(To do): Put the rows into a numbered list, leaving out any blank lines, starting with the line that contains "Search the image for the solar panel." and going on through the line that contains "214, 167, 416, 270".

(Material for this exercise):
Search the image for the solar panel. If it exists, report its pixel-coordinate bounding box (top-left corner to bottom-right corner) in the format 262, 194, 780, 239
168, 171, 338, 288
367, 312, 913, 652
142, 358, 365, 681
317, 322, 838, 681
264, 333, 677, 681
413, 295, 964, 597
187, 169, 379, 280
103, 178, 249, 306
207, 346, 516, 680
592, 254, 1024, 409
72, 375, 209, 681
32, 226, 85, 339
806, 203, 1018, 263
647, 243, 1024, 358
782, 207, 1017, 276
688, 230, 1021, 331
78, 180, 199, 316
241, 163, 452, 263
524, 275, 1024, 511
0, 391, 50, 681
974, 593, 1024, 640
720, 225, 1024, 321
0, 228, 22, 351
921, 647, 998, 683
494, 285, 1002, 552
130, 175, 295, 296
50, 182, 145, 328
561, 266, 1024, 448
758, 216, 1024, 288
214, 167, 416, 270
==
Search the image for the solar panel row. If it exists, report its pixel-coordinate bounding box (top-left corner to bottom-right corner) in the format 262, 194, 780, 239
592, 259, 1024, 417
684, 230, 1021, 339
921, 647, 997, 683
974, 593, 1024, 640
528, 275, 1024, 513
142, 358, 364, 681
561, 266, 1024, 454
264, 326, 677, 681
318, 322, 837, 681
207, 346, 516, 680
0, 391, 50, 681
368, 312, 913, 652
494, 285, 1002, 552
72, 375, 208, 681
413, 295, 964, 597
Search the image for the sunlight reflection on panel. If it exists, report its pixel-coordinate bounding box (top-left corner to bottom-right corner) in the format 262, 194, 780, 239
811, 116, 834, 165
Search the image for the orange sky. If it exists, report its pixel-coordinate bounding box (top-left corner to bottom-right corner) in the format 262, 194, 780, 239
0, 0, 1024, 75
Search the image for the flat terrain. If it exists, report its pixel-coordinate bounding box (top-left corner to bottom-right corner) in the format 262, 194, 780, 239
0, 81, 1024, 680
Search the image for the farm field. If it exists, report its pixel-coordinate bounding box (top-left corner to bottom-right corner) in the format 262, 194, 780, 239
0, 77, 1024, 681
---
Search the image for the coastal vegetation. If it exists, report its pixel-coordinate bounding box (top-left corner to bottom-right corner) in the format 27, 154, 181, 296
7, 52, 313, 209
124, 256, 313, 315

(Written answer):
1. Search the image for the solar panel. If it exists, report its pixel-coordinate bounding box (top-left corner to bottom-right corner) in the format 262, 194, 780, 239
2. 168, 171, 338, 288
3. 367, 312, 913, 652
4. 142, 358, 365, 681
5. 317, 322, 838, 681
6. 264, 333, 677, 681
7. 413, 295, 964, 597
8. 187, 169, 379, 280
9. 103, 178, 249, 306
10. 207, 346, 516, 680
11. 592, 254, 1024, 409
12. 72, 375, 209, 681
13. 32, 226, 85, 339
14. 806, 203, 1018, 263
15. 647, 243, 1024, 358
16. 782, 207, 1017, 276
17. 688, 230, 1021, 331
18. 78, 180, 199, 316
19. 241, 163, 452, 263
20. 524, 275, 1024, 511
21. 0, 391, 50, 681
22. 974, 593, 1024, 640
23. 720, 225, 1024, 321
24. 0, 228, 22, 351
25. 921, 647, 998, 683
26. 494, 285, 1002, 552
27. 130, 175, 295, 296
28. 50, 182, 145, 328
29. 561, 266, 1024, 448
30. 758, 216, 1024, 288
31. 214, 167, 416, 270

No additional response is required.